MATERIALS PROVIDED
******************************

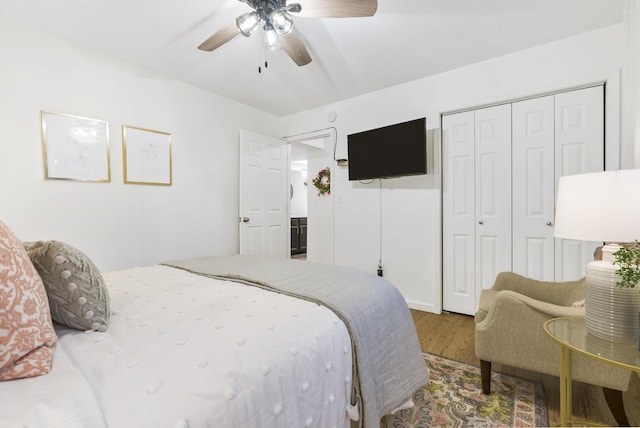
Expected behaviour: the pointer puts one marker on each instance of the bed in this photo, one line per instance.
(234, 341)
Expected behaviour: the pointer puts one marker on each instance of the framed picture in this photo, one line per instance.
(75, 148)
(146, 156)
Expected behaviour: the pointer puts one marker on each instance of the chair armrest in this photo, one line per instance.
(563, 293)
(549, 309)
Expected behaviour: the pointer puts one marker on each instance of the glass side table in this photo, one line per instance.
(571, 334)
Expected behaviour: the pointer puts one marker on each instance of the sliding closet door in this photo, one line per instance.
(476, 204)
(533, 188)
(579, 132)
(458, 204)
(493, 195)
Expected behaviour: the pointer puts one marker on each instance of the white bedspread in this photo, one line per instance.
(183, 350)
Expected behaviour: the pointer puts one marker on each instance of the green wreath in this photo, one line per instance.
(323, 182)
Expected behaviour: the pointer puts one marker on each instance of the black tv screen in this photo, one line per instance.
(390, 151)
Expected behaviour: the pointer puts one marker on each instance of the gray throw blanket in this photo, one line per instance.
(388, 366)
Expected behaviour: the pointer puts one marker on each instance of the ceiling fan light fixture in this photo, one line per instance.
(272, 43)
(247, 23)
(281, 21)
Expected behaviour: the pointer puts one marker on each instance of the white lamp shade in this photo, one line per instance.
(600, 206)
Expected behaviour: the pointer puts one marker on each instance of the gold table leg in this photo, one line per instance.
(565, 386)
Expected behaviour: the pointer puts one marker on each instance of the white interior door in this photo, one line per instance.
(458, 210)
(579, 131)
(533, 188)
(493, 195)
(264, 196)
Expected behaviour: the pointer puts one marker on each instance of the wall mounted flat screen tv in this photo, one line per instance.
(390, 151)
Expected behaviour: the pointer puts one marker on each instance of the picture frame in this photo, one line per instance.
(146, 156)
(75, 148)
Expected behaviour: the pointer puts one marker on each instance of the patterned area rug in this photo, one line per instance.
(454, 398)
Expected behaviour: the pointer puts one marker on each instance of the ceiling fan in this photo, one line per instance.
(275, 18)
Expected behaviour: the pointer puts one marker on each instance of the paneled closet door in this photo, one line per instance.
(493, 195)
(533, 188)
(458, 206)
(476, 204)
(579, 133)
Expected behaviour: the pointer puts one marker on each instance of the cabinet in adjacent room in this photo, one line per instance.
(298, 235)
(501, 166)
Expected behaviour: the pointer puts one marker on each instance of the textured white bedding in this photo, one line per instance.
(183, 350)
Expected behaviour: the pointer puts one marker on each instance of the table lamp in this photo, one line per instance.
(604, 207)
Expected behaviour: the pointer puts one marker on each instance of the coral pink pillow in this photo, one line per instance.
(27, 337)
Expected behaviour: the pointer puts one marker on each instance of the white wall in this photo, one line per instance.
(411, 224)
(117, 225)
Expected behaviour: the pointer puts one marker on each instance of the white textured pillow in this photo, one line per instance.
(78, 296)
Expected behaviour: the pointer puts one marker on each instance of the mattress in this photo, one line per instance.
(183, 350)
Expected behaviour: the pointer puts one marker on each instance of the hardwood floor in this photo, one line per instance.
(452, 336)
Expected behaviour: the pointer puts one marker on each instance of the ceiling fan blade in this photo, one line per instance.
(220, 37)
(293, 45)
(337, 8)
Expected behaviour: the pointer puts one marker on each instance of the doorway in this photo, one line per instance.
(298, 204)
(312, 152)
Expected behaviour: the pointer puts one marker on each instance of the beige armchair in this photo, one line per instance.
(509, 330)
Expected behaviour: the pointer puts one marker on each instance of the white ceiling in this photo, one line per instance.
(404, 41)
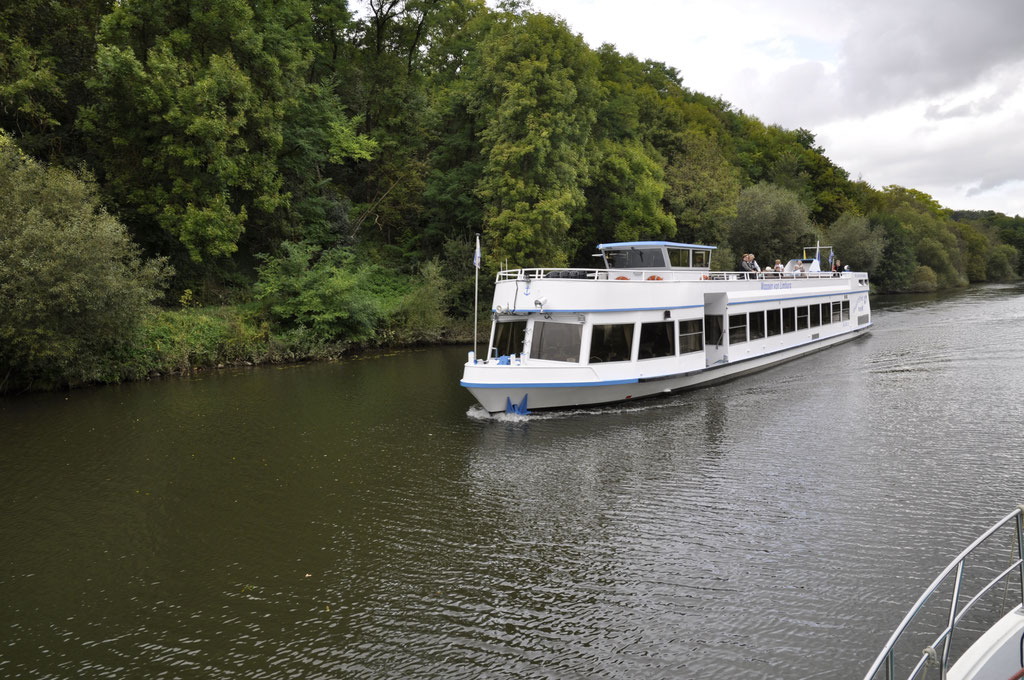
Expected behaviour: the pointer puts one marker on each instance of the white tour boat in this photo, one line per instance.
(653, 321)
(993, 652)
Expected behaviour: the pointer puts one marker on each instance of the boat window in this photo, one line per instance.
(635, 258)
(508, 337)
(801, 319)
(788, 320)
(611, 342)
(679, 257)
(737, 329)
(757, 325)
(556, 342)
(656, 339)
(713, 330)
(690, 336)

******************************

WHAT THIS TASK INVOLVES
Reproduce all entries exactly. Pictures do not belong in the copy.

EXERCISE ANSWER
Expected behaviour: the pointer puts one marker on each instance of the bed in this photo, one line per instance.
(234, 341)
Expected behaviour: the pointer puts one marker on each instance of the framed picture in this photo, one line per instance.
(75, 148)
(146, 156)
Expected behaviour: the pointer puts one marker on each instance of the chair armrest in this photo, one line per instance.
(563, 293)
(549, 309)
Expected behaviour: the pointer puts one marker on each instance of the glass side table in this photo, one line per instance.
(571, 334)
Expected behaviour: the pointer puts one marker on each instance of the sliding closet door in this photo, one line per instance.
(476, 204)
(533, 188)
(579, 132)
(458, 204)
(493, 195)
Expected behaviour: the pointer puts one marker on each instance of the white bedspread in this photo, one line per instance.
(183, 350)
Expected behaviour: the pointer puts one marker on each instance of the green wreath in this photo, one line per instance.
(323, 182)
Expected behaviour: the pointer puts one marker on each instance of the black tv screen in this photo, one line per instance.
(390, 151)
Expected behaviour: the pointer puts one marker on each instance of the gray throw blanket in this photo, one line per instance.
(388, 366)
Expected behaviour: the pointer puts one marker on each instance of the ceiling fan light fixture in this photo, one line per instance.
(272, 43)
(247, 23)
(281, 21)
Expected behaviour: the pointer puts one marker on each instance of the white lamp shade in this photo, one line per instance.
(600, 206)
Expected behaviour: the pointer puts one marker on each instance of the gold table leg in this photo, one line per instance.
(565, 386)
Expected behaviour: the pointer puts one marker on each instance of the white interior door in this photo, one line per instance.
(458, 210)
(579, 131)
(533, 188)
(493, 195)
(264, 196)
Expected behaviour: the pointer puts one marker on each instance of the wall mounted flat screen tv in this photo, one line per instance.
(390, 151)
Expected behaviour: the pointer puts one marker on each instance of the picture frame in this photo, one line per instance.
(146, 156)
(75, 148)
Expected behaviour: the pointer puts one marker on each instance of the patterned area rug in this photo, one line per instance.
(454, 398)
Expected behaviour: the pointer puts one marker on each instance of the ceiling fan in this photo, one line per instance.
(275, 18)
Expected behaviour: the pointer puts one marker on each instance of the paneled closet door in this photo, one line per instance.
(493, 195)
(533, 188)
(458, 206)
(476, 204)
(579, 133)
Expected behaviour: the pointer puts one marker on each instance of the cabinet in adjacent room in this photo, one line per instance.
(298, 235)
(501, 166)
Expected behaviour: the pointer puts one marker on each instance of the textured white bedding in this photo, one line per instance.
(183, 350)
Expected behaviour: the pointer puts one marker on each instance of the table lamp in this photo, one line per instance.
(604, 207)
Expected behaviour: the pointer puts one marker on each instance of the coral pink pillow in this photo, one line per instance.
(27, 337)
Expected behaviour: the pointer puts one marker on each instance of the white wall in this photo, one line per instance.
(411, 224)
(117, 225)
Expected behaviour: the pointer puts one marker on each instance of the white textured pillow in this photo, one line per instance.
(78, 296)
Expected behaviour: the pointer puts one marker on each instance of the mattress in this photo, one line per instance.
(183, 350)
Expected behaviour: the pointer puts one marker on each instance of the hardwood floor in this photo, one line per instance.
(452, 336)
Expected behaviour: the pointer puts one marker on each instance of the ceiling fan blade in this photo, one line per instance.
(220, 37)
(293, 45)
(337, 8)
Expected behaviour: the pointer puts one marker on each instance of the doorway in this photo, one line per instance.
(298, 204)
(312, 152)
Expected behaviour: the pointer puts one marker on each instance of the beige armchair in this photo, one line per instance.
(509, 330)
Expected behaviour: the pointer puts one marker on each instance of the white ceiling in this photo, one line per instance.
(404, 41)
Expected behaviour: the pointer puts one marker on each instance of the white tour boat in this photo, one line per instance.
(653, 321)
(993, 652)
Expected behaviour: the pointer puts one marker on each instance of the boat window in this photo, one line per instance.
(635, 258)
(508, 337)
(801, 319)
(788, 320)
(611, 342)
(679, 257)
(737, 329)
(757, 325)
(556, 342)
(656, 339)
(713, 330)
(690, 336)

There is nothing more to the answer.